===== RAW DATA

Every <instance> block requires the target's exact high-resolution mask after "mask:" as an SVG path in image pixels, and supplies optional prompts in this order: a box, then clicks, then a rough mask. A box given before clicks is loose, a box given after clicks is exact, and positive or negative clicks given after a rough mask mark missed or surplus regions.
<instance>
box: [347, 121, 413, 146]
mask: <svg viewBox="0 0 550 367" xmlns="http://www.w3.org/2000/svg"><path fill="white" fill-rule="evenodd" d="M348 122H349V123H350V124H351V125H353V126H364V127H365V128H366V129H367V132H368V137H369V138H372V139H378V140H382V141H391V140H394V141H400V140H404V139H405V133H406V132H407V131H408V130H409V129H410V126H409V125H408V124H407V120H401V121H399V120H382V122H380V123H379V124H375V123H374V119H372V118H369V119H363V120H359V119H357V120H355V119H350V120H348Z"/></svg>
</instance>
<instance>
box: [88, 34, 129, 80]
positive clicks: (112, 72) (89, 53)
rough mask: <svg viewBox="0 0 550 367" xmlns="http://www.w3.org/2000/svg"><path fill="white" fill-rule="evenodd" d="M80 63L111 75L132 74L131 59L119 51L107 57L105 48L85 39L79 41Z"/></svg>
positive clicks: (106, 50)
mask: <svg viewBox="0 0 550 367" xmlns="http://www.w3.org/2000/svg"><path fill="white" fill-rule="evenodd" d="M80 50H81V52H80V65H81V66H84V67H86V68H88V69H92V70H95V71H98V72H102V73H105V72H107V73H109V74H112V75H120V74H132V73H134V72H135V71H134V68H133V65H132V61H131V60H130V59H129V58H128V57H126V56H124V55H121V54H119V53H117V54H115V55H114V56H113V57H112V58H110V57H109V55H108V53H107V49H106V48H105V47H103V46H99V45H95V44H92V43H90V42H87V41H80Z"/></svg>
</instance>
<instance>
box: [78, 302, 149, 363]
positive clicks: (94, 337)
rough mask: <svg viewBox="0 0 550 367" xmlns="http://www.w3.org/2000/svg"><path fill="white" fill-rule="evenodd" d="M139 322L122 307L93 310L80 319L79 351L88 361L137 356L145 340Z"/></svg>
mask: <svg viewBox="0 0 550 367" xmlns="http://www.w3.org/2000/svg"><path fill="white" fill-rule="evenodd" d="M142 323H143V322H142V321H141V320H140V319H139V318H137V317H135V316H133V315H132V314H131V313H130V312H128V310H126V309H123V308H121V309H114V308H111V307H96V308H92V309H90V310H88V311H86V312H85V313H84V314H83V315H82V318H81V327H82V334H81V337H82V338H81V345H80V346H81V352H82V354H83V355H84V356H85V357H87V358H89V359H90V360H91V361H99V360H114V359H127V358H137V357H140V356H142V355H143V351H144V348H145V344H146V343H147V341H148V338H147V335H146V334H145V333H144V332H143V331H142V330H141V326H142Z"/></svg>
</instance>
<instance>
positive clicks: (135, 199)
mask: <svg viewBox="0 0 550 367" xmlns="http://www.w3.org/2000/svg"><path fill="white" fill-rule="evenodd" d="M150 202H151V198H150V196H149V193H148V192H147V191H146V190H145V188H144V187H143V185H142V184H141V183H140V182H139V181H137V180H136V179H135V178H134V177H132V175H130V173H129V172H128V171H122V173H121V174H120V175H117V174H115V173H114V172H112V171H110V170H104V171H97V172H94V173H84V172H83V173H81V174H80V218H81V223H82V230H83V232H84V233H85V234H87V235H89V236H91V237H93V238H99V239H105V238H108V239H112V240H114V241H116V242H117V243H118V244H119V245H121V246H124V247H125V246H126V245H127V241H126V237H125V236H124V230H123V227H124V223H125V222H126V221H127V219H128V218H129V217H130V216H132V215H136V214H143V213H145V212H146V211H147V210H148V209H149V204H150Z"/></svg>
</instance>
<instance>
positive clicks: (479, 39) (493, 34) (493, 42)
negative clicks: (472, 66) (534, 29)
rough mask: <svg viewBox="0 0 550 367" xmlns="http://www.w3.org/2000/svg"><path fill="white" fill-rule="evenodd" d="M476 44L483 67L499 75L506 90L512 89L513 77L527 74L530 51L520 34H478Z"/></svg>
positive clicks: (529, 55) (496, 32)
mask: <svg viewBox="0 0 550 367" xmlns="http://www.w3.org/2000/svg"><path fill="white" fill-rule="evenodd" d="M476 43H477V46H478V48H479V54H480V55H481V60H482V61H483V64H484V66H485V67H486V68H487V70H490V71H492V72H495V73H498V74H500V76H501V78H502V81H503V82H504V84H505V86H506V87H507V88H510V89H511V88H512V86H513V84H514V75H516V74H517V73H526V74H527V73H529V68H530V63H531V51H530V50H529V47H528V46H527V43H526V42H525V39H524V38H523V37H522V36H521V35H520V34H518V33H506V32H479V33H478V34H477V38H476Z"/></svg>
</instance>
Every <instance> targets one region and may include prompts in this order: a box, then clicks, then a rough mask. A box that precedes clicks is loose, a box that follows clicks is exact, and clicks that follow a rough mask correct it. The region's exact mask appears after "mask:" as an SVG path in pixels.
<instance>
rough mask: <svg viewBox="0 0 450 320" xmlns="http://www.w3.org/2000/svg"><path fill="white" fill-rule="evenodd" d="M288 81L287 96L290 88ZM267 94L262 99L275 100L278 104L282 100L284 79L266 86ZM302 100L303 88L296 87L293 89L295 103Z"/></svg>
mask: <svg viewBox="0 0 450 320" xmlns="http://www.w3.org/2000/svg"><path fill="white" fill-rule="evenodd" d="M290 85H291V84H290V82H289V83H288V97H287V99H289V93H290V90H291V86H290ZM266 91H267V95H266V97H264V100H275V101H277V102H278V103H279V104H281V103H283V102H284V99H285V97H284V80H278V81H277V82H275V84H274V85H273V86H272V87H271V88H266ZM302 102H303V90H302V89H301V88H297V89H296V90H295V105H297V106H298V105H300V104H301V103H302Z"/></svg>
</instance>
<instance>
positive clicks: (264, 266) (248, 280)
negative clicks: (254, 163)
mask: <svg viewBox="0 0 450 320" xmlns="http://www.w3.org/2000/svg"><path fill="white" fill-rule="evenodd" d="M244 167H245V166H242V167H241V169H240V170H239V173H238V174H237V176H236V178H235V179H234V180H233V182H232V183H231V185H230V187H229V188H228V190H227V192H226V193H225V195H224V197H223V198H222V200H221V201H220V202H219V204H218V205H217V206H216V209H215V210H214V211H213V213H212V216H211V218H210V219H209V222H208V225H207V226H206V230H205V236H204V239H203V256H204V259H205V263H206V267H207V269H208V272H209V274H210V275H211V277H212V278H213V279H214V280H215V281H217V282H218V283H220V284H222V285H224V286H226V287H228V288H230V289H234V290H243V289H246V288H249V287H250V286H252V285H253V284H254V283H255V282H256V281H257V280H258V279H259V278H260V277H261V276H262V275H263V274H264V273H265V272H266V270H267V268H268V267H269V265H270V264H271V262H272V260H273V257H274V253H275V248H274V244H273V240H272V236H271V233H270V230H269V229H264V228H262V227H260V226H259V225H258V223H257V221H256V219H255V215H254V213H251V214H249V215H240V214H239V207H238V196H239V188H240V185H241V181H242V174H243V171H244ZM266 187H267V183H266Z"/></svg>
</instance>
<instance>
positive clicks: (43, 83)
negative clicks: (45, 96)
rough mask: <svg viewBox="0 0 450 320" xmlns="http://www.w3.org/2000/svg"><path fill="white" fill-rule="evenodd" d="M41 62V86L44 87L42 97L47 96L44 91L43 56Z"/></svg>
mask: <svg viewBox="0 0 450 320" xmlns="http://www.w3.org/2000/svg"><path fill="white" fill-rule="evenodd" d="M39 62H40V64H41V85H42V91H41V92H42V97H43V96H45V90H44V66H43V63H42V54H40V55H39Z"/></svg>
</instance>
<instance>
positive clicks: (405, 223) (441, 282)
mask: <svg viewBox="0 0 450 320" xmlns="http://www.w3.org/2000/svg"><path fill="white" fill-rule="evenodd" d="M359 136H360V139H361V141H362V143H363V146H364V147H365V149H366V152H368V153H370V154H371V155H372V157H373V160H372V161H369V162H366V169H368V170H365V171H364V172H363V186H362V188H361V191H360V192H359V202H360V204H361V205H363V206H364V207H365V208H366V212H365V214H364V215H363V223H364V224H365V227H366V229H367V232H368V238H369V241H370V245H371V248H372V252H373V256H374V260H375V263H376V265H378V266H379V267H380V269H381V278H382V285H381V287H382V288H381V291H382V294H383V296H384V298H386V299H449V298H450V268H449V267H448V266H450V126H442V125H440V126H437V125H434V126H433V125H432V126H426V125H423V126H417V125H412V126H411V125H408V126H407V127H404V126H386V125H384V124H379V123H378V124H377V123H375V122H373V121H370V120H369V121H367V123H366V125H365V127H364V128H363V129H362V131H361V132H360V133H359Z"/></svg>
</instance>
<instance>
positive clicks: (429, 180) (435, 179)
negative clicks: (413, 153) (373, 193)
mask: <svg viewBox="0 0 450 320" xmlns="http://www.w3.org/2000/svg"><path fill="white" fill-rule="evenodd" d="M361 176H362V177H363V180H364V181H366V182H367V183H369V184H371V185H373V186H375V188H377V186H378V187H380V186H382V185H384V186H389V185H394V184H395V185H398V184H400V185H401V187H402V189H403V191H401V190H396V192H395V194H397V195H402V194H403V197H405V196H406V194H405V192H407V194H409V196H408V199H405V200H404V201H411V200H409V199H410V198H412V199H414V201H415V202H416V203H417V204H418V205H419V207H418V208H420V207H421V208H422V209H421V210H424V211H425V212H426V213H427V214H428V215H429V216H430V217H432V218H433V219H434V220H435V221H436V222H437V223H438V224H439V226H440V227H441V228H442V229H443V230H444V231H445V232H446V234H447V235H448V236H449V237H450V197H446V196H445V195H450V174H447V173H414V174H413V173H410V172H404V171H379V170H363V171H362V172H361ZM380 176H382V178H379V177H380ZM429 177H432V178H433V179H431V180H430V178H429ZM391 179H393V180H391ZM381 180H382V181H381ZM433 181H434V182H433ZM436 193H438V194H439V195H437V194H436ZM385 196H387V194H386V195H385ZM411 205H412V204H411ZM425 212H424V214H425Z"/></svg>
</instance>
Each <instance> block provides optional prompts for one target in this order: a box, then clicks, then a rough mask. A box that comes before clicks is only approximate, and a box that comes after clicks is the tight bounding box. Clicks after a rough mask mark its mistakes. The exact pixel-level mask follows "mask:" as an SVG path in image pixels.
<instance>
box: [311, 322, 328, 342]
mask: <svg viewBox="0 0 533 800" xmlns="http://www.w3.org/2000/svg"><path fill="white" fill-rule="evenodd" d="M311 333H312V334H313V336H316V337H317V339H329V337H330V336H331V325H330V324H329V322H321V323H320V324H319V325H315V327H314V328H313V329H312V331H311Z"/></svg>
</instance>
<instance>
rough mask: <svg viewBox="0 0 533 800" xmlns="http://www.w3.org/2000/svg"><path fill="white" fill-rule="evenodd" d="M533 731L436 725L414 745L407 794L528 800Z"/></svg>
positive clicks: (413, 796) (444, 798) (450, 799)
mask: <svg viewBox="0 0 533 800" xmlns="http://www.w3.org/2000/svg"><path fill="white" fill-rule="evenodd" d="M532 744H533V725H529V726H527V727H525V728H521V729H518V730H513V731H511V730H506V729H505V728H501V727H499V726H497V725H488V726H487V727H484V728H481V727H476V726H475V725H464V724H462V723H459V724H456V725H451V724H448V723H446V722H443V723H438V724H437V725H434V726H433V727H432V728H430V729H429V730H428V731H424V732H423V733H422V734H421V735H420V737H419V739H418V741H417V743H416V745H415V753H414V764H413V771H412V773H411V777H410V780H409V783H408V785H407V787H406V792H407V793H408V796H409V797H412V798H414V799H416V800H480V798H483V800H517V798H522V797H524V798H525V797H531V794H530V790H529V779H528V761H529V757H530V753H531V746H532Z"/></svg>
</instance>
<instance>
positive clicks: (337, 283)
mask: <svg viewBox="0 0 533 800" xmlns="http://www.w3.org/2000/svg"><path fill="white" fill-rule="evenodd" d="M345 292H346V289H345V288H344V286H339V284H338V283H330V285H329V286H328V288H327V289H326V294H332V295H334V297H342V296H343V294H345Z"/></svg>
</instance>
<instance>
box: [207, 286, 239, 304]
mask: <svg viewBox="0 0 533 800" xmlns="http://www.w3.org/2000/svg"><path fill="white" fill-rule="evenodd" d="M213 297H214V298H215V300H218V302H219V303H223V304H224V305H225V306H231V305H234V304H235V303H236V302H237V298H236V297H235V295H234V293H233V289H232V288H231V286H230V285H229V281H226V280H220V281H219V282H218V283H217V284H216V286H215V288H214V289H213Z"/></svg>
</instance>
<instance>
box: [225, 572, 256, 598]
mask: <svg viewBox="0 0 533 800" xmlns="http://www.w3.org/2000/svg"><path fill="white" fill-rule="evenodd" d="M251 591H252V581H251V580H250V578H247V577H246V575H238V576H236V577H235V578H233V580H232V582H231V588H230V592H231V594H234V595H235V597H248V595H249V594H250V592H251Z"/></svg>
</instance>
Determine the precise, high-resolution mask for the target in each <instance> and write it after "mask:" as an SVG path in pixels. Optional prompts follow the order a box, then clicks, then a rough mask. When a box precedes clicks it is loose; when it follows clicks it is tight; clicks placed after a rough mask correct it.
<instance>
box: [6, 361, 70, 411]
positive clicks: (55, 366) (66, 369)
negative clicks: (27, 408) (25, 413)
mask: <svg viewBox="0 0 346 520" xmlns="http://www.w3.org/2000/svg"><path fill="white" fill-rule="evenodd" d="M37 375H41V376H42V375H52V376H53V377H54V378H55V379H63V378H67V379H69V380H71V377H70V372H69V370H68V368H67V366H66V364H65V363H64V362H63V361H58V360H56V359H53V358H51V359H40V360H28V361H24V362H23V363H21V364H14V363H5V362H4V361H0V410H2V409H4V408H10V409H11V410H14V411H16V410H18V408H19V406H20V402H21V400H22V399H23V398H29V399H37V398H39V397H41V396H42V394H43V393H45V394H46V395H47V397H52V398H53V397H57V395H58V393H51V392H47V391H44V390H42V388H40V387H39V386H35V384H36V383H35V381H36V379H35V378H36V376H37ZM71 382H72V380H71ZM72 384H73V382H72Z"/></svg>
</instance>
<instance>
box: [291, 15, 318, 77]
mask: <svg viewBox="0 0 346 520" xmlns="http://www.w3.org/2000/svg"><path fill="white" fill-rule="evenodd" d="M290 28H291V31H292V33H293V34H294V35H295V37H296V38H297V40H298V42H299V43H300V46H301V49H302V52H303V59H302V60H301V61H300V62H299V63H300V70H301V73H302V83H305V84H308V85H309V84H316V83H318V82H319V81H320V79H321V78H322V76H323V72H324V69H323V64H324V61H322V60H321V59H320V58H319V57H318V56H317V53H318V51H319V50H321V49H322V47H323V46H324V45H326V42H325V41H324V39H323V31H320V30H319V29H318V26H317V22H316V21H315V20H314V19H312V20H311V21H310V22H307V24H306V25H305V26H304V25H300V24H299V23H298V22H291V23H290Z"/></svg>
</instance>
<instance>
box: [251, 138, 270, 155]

==========

Above this instruction are the records; retype exactly the lines from the one containing "Every <instance> targets" up to and including the one containing "positive clicks: (264, 266) (248, 280)".

Every <instance> targets one region and may include prompts in this order: a box, then clicks, then a rough mask. A box that precedes clicks is loose, a box that follows clicks is exact, and clicks that follow a rough mask correct it. The region's exact mask appears after "mask:" as an SVG path in pixels.
<instance>
rough mask: <svg viewBox="0 0 450 320" xmlns="http://www.w3.org/2000/svg"><path fill="white" fill-rule="evenodd" d="M288 81L287 96L290 88ZM267 94L262 99L275 100L278 104L282 100L284 79L266 86ZM302 100L303 88L296 87L293 89L295 103Z"/></svg>
mask: <svg viewBox="0 0 450 320" xmlns="http://www.w3.org/2000/svg"><path fill="white" fill-rule="evenodd" d="M290 85H291V84H290V82H289V83H288V97H287V99H289V93H290V90H291V86H290ZM266 91H267V95H266V97H264V100H275V101H277V102H278V103H279V104H281V103H283V102H284V99H285V97H284V80H278V81H277V82H275V84H274V85H273V86H272V87H271V88H266ZM302 102H303V90H302V89H301V88H297V89H296V90H295V105H297V106H298V105H300V104H301V103H302Z"/></svg>
</instance>
<instance>
positive clicks: (264, 266) (248, 280)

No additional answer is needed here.